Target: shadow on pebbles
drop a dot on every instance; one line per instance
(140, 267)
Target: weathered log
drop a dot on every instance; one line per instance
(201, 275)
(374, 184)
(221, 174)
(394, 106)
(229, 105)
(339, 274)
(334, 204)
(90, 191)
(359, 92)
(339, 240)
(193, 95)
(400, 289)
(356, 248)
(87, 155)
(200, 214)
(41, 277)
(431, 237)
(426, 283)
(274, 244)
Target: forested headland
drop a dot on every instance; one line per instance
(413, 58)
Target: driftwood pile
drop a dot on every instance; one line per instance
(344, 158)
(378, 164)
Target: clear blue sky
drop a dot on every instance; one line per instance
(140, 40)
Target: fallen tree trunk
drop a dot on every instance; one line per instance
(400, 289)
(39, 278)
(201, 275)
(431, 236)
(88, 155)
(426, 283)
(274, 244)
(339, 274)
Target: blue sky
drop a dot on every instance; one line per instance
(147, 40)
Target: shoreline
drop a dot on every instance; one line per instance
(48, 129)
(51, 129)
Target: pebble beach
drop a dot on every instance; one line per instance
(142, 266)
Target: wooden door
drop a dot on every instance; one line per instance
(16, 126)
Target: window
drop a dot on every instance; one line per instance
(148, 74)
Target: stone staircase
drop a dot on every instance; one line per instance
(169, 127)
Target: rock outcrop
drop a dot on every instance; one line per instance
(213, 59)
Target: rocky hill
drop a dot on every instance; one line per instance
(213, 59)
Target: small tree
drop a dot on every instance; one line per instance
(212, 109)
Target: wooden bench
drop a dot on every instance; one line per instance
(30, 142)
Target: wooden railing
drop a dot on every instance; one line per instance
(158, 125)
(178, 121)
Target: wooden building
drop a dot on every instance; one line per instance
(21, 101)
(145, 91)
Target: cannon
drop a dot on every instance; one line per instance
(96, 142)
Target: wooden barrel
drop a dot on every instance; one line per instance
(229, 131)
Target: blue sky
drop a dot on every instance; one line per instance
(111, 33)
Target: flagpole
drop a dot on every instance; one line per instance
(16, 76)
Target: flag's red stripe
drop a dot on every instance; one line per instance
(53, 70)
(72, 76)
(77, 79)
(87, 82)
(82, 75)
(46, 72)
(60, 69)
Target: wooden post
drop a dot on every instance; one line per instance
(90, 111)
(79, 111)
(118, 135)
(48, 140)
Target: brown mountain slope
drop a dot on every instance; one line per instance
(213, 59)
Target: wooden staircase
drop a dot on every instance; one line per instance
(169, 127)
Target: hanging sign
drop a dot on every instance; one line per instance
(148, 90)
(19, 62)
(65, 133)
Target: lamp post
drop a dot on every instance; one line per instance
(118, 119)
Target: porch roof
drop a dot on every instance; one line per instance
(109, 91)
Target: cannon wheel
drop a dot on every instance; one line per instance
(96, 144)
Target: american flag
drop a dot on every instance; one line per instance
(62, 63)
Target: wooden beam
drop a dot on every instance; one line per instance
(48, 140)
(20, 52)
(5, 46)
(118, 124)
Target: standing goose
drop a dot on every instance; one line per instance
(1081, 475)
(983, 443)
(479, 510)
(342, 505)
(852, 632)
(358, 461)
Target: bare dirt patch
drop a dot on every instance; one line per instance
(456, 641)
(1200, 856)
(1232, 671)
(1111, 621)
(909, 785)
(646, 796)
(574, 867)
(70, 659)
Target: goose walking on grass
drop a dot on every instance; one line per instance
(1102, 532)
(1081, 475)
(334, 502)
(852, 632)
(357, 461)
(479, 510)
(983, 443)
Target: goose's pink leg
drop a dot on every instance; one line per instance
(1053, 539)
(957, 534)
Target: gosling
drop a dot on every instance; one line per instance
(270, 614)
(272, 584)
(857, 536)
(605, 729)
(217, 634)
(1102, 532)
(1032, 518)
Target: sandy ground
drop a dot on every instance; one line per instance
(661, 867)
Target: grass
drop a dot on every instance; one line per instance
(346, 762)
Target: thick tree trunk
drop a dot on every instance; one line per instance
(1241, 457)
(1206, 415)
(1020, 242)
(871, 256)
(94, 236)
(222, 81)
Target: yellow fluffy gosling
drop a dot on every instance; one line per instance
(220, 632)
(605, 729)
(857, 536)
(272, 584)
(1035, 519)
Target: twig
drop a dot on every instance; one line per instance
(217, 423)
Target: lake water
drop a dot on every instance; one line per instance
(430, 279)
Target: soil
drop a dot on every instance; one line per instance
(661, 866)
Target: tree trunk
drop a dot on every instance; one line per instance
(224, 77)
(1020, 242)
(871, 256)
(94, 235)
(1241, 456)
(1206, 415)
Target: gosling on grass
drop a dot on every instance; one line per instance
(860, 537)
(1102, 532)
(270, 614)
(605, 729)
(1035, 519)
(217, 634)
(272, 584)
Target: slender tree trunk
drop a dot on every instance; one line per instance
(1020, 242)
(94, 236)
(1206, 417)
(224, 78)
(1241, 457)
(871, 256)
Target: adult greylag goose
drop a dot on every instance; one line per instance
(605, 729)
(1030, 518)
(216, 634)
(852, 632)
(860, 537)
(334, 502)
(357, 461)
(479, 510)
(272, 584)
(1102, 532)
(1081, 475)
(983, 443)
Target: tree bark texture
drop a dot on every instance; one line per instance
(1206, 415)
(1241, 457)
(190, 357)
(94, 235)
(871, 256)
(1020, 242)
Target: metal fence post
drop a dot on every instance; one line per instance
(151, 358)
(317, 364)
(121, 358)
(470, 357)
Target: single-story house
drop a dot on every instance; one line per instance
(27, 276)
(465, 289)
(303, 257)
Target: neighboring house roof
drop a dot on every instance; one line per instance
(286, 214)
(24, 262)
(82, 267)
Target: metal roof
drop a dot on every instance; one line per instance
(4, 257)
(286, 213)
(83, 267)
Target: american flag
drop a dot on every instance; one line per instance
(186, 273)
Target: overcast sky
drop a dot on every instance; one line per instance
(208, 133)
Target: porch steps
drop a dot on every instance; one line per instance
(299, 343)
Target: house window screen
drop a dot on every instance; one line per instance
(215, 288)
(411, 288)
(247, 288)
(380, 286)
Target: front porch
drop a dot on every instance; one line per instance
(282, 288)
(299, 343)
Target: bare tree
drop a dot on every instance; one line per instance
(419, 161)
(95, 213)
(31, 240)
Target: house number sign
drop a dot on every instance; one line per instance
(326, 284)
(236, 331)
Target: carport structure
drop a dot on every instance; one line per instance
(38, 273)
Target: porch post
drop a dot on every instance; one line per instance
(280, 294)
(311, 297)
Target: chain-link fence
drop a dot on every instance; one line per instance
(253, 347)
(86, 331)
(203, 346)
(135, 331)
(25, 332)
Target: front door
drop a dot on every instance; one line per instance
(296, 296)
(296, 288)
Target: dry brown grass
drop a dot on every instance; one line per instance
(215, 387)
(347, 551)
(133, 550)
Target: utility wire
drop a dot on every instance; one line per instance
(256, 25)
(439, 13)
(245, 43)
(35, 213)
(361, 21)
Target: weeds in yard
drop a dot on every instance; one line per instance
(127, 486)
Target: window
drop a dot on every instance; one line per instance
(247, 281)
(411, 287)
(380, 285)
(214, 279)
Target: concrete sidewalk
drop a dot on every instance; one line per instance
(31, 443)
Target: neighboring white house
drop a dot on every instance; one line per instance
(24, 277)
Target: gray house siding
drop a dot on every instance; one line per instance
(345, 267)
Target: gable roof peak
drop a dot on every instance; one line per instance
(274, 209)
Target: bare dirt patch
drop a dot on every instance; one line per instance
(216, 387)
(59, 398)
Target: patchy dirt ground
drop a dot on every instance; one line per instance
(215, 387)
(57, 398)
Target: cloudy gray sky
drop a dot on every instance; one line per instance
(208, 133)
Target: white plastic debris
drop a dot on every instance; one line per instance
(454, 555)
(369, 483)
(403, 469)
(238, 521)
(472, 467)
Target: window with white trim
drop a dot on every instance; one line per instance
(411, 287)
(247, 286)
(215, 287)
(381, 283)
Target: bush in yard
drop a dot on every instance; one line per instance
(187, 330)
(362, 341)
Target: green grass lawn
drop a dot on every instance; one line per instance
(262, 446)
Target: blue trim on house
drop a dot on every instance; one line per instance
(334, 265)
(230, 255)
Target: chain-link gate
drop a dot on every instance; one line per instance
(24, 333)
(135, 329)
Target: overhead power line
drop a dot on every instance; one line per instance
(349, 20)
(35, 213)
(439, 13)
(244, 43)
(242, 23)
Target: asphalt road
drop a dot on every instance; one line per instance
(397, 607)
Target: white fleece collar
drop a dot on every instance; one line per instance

> Brief:
Write out again, exactly, the lines from the one holding "Target: dry brown grass" through the end of the listing, with both ends included.

> Response to this task:
Target: dry brown grass
drop a dot on every instance; one line per instance
(215, 387)
(347, 551)
(133, 550)
Target: utility wire
drop a dot on every instance; one line per instance
(256, 25)
(439, 13)
(245, 43)
(35, 213)
(361, 21)
Target: weeds in yard
drop a dot on every instance; one line per instance
(127, 486)
Target: window
drop a dot on every instance; one line per instance
(247, 281)
(411, 287)
(380, 285)
(214, 279)
Target: concrete sidewalk
drop a dot on every instance; one line per instance
(31, 443)
Target: neighboring white house
drop a dot on every instance; one line per instance
(24, 277)
Target: gray house siding
drop a dot on every instance; one line per instance
(345, 267)
Target: gable roof peak
drop a dot on every instance; one line per instance
(274, 209)
Target: bare dirt patch
drop a dot on every instance; one line per instance
(216, 387)
(59, 398)
Target: patchy dirt ground
drop a dot on every instance; one line per instance
(215, 387)
(57, 398)
Target: cloudy gray sky
drop a dot on every instance; one line per instance
(208, 133)
Target: white plastic debris
drop a dot on every instance; one line per instance
(454, 555)
(369, 483)
(403, 469)
(238, 521)
(472, 467)
Target: window with white trim
drop a dot on every instance; one line per instance
(411, 287)
(247, 286)
(215, 287)
(381, 283)
Target: bush in yard
drop a dot on every instance; one line per instance
(187, 330)
(362, 341)
Target: green grass lawn
drop a dot on every instance; one line per instance
(262, 446)
Target: blue trim on house
drop a dot on every instance; one line per instance
(334, 265)
(230, 255)
Target: chain-link gate
drop a dot on every instance; one line per instance
(24, 333)
(135, 329)
Target: overhead power line
drop a dot on every instance; one line per instance
(349, 20)
(35, 213)
(439, 13)
(244, 43)
(242, 23)
Target: asphalt road
drop a dot on every instance; one line per instance
(397, 607)
Target: white fleece collar
drop a dot on every instance; one line per instance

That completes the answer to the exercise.